(Stored records)

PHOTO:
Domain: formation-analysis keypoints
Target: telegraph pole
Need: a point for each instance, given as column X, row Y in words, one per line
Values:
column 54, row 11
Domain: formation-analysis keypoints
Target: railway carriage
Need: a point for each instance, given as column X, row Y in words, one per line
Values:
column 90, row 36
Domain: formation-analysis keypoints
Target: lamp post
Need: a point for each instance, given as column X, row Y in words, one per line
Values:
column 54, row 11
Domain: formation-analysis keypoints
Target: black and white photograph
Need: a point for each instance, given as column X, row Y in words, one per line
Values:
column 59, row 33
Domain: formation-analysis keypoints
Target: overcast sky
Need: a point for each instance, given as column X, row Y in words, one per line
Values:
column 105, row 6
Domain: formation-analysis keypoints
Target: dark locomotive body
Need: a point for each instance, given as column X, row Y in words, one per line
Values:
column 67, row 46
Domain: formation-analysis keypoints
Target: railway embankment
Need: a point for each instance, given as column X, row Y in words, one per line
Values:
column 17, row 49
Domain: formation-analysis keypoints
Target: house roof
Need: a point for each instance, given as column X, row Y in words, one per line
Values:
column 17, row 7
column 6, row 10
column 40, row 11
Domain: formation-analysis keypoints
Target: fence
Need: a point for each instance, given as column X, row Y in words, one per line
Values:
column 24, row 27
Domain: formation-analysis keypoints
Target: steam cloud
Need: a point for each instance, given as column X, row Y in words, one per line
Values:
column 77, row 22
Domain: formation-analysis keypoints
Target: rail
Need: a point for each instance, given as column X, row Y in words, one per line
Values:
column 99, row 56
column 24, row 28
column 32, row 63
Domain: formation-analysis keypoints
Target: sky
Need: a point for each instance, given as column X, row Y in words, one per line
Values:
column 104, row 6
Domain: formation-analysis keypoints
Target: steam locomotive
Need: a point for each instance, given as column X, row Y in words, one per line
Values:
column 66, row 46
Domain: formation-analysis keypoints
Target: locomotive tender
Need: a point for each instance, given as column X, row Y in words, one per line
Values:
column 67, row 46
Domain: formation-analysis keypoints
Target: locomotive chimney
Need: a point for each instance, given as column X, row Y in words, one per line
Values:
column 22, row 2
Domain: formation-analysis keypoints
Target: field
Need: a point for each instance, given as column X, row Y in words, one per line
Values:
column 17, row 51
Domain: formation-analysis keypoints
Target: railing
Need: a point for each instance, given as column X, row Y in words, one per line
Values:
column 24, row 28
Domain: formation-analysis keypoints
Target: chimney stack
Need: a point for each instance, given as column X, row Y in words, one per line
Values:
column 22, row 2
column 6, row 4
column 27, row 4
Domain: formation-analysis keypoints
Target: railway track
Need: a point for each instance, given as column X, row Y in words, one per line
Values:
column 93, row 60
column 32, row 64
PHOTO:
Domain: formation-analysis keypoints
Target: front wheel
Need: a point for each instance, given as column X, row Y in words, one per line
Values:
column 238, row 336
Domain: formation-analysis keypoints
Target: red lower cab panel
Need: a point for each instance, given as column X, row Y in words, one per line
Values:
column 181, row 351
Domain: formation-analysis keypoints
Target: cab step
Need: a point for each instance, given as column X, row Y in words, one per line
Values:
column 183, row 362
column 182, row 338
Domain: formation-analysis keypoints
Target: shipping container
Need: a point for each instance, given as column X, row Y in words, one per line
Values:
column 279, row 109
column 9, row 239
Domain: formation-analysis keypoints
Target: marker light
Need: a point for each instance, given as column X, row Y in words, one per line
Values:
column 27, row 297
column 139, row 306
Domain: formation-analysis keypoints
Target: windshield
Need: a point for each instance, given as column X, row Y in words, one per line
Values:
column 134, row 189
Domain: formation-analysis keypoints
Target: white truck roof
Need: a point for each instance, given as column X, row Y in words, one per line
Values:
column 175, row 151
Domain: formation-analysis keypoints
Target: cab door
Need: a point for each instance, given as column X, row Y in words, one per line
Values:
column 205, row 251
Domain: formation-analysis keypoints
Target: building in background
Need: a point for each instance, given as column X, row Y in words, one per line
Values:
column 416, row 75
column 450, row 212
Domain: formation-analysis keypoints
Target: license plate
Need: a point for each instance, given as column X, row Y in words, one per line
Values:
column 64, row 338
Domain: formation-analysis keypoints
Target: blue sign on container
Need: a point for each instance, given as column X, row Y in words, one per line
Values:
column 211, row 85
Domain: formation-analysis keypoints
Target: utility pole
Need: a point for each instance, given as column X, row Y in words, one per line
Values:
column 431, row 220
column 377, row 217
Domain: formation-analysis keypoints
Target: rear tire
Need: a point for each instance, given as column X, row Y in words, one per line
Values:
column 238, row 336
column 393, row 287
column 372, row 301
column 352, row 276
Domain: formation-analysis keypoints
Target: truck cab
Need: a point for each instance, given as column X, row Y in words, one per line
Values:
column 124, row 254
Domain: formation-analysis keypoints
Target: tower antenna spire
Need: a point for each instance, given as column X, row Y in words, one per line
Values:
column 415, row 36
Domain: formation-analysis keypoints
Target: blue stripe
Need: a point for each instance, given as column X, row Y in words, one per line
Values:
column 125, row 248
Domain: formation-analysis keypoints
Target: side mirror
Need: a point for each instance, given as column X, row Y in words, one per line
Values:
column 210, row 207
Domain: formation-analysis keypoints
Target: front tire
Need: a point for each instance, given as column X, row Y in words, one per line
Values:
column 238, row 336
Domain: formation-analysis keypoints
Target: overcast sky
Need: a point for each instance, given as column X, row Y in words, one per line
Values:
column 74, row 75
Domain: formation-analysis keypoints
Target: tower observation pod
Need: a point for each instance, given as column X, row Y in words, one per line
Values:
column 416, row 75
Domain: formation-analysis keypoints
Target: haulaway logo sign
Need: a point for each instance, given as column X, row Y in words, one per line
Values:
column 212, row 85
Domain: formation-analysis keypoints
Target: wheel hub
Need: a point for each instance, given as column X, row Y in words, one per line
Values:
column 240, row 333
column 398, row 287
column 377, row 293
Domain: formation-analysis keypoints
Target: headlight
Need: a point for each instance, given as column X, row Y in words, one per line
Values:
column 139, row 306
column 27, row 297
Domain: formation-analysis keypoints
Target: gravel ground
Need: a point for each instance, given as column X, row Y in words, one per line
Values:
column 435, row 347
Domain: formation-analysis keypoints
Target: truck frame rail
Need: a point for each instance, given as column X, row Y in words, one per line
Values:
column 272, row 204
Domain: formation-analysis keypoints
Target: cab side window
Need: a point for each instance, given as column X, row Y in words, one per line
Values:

**Assigned task**: Working from the entries above, find every line in which the word "railway" occurs and copy it.

**Solved problem**:
Target: railway carriage
Target: railway embankment
Target: railway track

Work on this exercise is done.